**** Records shown ****

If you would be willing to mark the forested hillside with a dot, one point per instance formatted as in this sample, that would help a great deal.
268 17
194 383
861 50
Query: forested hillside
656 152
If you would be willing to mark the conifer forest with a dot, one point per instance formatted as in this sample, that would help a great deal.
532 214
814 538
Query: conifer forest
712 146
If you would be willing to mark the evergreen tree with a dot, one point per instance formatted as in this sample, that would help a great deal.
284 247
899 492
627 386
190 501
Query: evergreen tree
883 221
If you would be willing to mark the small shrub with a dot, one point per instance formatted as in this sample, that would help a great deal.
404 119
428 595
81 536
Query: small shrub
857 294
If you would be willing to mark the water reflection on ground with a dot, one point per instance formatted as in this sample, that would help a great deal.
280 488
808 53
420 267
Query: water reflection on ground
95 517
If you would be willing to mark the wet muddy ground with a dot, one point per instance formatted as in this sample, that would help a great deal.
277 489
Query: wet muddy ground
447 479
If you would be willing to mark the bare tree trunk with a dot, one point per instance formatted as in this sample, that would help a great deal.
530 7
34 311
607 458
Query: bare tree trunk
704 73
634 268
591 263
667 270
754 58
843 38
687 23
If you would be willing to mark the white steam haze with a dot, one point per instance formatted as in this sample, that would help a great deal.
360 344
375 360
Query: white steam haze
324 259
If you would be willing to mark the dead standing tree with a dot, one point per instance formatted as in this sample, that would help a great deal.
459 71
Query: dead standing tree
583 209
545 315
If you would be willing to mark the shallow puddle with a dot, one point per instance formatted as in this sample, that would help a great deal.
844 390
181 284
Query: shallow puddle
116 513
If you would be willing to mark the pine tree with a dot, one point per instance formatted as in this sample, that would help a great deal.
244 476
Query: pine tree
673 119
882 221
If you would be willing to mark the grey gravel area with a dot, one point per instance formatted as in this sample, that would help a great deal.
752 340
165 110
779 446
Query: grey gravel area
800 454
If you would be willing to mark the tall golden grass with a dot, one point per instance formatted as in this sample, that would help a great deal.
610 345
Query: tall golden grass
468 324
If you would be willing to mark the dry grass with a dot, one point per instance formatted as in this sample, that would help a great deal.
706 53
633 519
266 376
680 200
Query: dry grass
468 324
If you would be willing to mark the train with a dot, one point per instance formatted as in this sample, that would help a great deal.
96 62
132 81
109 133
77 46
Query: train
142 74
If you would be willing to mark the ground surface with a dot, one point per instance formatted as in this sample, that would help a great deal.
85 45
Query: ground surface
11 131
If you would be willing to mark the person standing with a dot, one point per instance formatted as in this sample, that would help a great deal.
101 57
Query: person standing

****

* _Stated task_: Extract every line from the one with "If you would be willing to mark the shallow" down to the final line above, both included, exactly as written.

* _In response_:
If you would be willing to mark the shallow puddle with a dot, one point per instance formatted as in this sample, that would help a great deal.
844 390
181 284
Query: shallow puddle
116 513
If you would be willing to mark the pine tree with a dot, one point per instance formatted as in this sample, that would help a great deal.
244 476
Query: pine tree
673 119
882 221
If you would be willing to mark the grey gravel area with a dot, one point per instance formatted as in this sample, that would help a great deal.
752 340
165 110
779 446
Query: grey gravel area
800 454
If you would be willing to mark the tall golden grass with a dot, one point per instance formatted as in this sample, that would help a great deal.
610 345
Query: tall golden grass
468 324
If you would be willing to mark the dry grass with a dot, one point per instance formatted as in this sample, that would help a great deal.
706 53
633 519
266 376
680 200
Query: dry grass
468 324
If you would be willing to mark the train with a dot, one point per instance formatted as in this sample, that would help a great deal.
96 62
132 81
109 133
77 46
Query: train
142 74
If you would be willing to mark the ground surface with a dot, one point per instance formatted as in this sample, that would help a great deal.
85 45
Query: ground surface
11 131
If you would be willing to mark the person standing with a dot, one point per instance formatted as in this sample, that would help a great deal.
101 57
Query: person standing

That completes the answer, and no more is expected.